Given task
Rescale the records between the line holding "task: give the mask of every instance of the trimmed" and the line holding "[[[9,136],[0,136],[0,143],[5,142],[9,139]]]", inclusive. Reproduce every line in that span, including the lines without coordinates, and multiply each polygon vertex coordinate in the outputs by 1.5, rounding to whole numbers with halves rounded up.

Material

--------------------

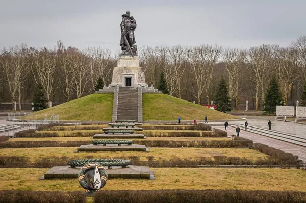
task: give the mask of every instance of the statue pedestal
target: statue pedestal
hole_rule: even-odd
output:
[[[135,56],[119,56],[117,67],[114,68],[111,86],[142,87],[146,86],[144,74],[139,66],[139,58]]]

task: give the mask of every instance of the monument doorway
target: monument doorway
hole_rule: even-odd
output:
[[[132,77],[125,77],[125,86],[132,86]]]

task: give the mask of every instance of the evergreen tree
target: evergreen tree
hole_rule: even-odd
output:
[[[222,112],[231,111],[230,97],[227,91],[227,84],[221,78],[215,95],[215,104],[217,105],[217,110]]]
[[[301,101],[300,103],[300,106],[306,107],[306,84],[304,85],[304,89],[303,90],[303,93],[301,96]]]
[[[102,78],[100,77],[98,78],[98,80],[97,81],[97,83],[96,85],[94,86],[94,90],[95,91],[99,91],[100,89],[103,89],[103,87],[104,86],[104,83],[103,82],[103,79]]]
[[[279,92],[279,85],[273,77],[267,89],[264,102],[264,114],[273,114],[276,112],[276,106],[282,105],[283,99]]]
[[[157,89],[161,91],[164,94],[169,94],[169,90],[168,90],[168,87],[167,87],[167,82],[166,82],[165,74],[163,72],[161,72],[160,79]]]
[[[42,86],[38,84],[34,92],[34,95],[32,99],[32,107],[34,107],[34,111],[42,110],[47,108],[47,99],[43,91]]]

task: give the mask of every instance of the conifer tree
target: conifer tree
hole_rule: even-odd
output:
[[[222,112],[231,111],[230,100],[227,90],[227,84],[224,79],[221,78],[217,92],[215,96],[215,104],[217,105],[217,110]]]
[[[95,91],[99,91],[100,89],[103,89],[103,87],[104,86],[104,83],[103,82],[103,79],[102,78],[100,77],[98,78],[98,80],[97,81],[97,83],[96,85],[94,86],[94,90]]]
[[[166,82],[165,74],[163,72],[161,72],[160,81],[158,84],[158,87],[157,89],[161,91],[164,94],[169,94],[169,90],[168,90],[168,87],[167,87],[167,82]]]
[[[304,89],[303,90],[303,93],[301,96],[301,101],[300,103],[300,106],[306,107],[306,84],[304,85]]]
[[[47,108],[47,99],[44,95],[41,84],[38,84],[35,89],[34,95],[32,99],[32,107],[34,107],[33,111],[40,111]]]
[[[279,85],[275,77],[270,81],[265,97],[264,114],[273,114],[276,112],[276,106],[282,105],[283,98],[279,92]]]

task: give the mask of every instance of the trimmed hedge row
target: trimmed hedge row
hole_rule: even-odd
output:
[[[155,125],[144,126],[142,127],[144,130],[188,130],[188,131],[211,131],[212,127],[205,124],[199,124],[193,125]]]
[[[135,131],[135,133],[143,134],[148,137],[227,137],[226,131],[214,129],[211,132],[187,131],[186,132],[148,132]],[[91,137],[97,134],[103,133],[103,131],[96,132],[71,132],[64,134],[63,137]],[[16,137],[60,137],[57,132],[39,132],[34,129],[21,131],[15,134]]]
[[[270,155],[271,159],[277,159],[287,164],[297,164],[298,162],[301,162],[299,160],[297,156],[294,156],[291,153],[285,153],[280,149],[270,147],[265,144],[255,143],[253,145],[253,147],[258,151]]]
[[[134,190],[98,191],[96,203],[295,203],[306,202],[306,193],[243,190]]]
[[[9,136],[0,136],[0,143],[5,142],[9,139]]]
[[[68,134],[64,135],[62,137],[92,137],[94,135],[99,133],[103,133],[103,131],[96,132],[72,132]],[[34,129],[26,130],[21,131],[15,134],[16,137],[61,137],[57,132],[39,132],[35,131]]]
[[[85,159],[93,159],[93,156],[88,156]],[[172,157],[169,160],[164,160],[158,158],[155,159],[154,156],[147,157],[147,161],[139,160],[137,156],[119,157],[103,157],[105,159],[127,159],[131,161],[131,164],[139,166],[147,166],[152,167],[196,167],[197,166],[219,166],[219,165],[285,165],[295,164],[298,167],[302,166],[302,163],[296,162],[292,163],[286,161],[279,160],[273,158],[268,159],[259,158],[254,161],[245,158],[216,156],[213,157],[199,157],[191,159],[181,159],[178,157]],[[0,157],[0,165],[9,167],[25,167],[28,166],[40,166],[49,168],[54,166],[66,165],[68,161],[79,159],[79,157],[67,157],[65,156],[50,156],[37,158],[32,161],[31,158],[17,156]]]
[[[85,203],[84,192],[60,191],[0,191],[0,203]]]
[[[91,141],[20,141],[0,143],[0,148],[37,147],[75,147],[82,145],[91,144]],[[251,146],[245,141],[203,140],[169,141],[137,140],[134,144],[145,145],[147,147],[240,147]]]

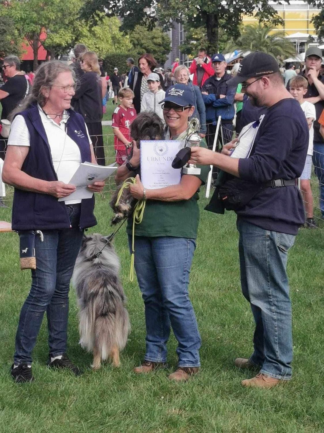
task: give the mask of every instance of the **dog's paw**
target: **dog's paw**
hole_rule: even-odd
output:
[[[98,364],[92,364],[91,366],[91,368],[92,369],[92,370],[94,371],[94,372],[96,372],[97,370],[100,370],[100,367],[101,367],[101,364],[100,364],[100,363]]]

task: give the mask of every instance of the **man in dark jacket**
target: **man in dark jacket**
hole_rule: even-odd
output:
[[[239,83],[252,103],[268,107],[255,125],[251,148],[241,157],[233,154],[231,158],[233,142],[222,154],[193,147],[189,162],[215,165],[233,175],[231,183],[236,179],[238,190],[254,193],[235,212],[242,291],[256,325],[254,350],[249,359],[237,358],[235,364],[259,370],[255,377],[242,381],[243,386],[270,388],[291,378],[291,303],[286,269],[288,251],[305,220],[297,181],[305,163],[308,127],[271,55],[259,52],[245,58],[229,84],[236,87]]]
[[[231,76],[226,73],[226,62],[222,54],[214,54],[212,58],[215,74],[207,80],[201,87],[201,94],[206,108],[208,149],[213,149],[218,116],[222,117],[224,144],[233,136],[233,119],[235,114],[234,97],[236,88],[229,86]]]

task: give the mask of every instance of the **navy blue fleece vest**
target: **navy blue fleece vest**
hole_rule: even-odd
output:
[[[79,146],[81,160],[91,162],[91,153],[82,116],[72,110],[67,122],[67,133]],[[57,181],[48,140],[38,109],[33,105],[19,113],[25,120],[30,134],[30,147],[22,167],[23,171],[44,181]],[[95,199],[83,200],[80,227],[84,229],[97,223],[93,215]],[[48,194],[15,188],[12,226],[13,230],[51,230],[69,228],[70,220],[64,202]]]

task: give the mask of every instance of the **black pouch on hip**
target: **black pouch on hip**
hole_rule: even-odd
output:
[[[41,236],[43,242],[43,233],[39,230],[24,230],[18,232],[19,240],[19,253],[20,256],[20,269],[35,269],[36,257],[35,256],[35,237],[37,235]]]

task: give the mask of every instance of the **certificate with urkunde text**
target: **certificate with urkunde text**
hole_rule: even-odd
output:
[[[176,140],[141,141],[141,180],[145,188],[157,189],[180,183],[181,168],[171,165],[182,147],[183,143]]]

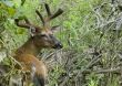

--------------------

Solution for this exercise
task: give the mask of every instance of the trimmed hedge row
target: trimmed hedge row
hole_rule: even-odd
output:
[[[233,188],[216,189],[213,191],[216,195],[282,195],[282,197],[317,197],[318,191],[308,186],[299,186],[290,188]]]
[[[203,197],[203,200],[215,201],[222,206],[341,206],[339,197],[321,194],[317,198],[281,197],[279,198],[222,198]],[[137,206],[146,201],[155,200],[155,197],[144,198],[107,198],[96,201],[95,206]],[[24,206],[90,206],[86,198],[59,198],[51,194],[32,197],[23,201]]]
[[[405,233],[407,239],[416,239],[431,246],[446,246],[447,243],[452,243],[449,240],[446,234],[441,234],[437,230],[428,230],[420,224],[405,221],[398,216],[383,215],[380,218],[380,221],[387,227]]]
[[[201,285],[147,287],[144,305],[443,305],[459,303],[459,290],[365,285]]]
[[[14,204],[0,204],[0,215],[8,213],[14,209]]]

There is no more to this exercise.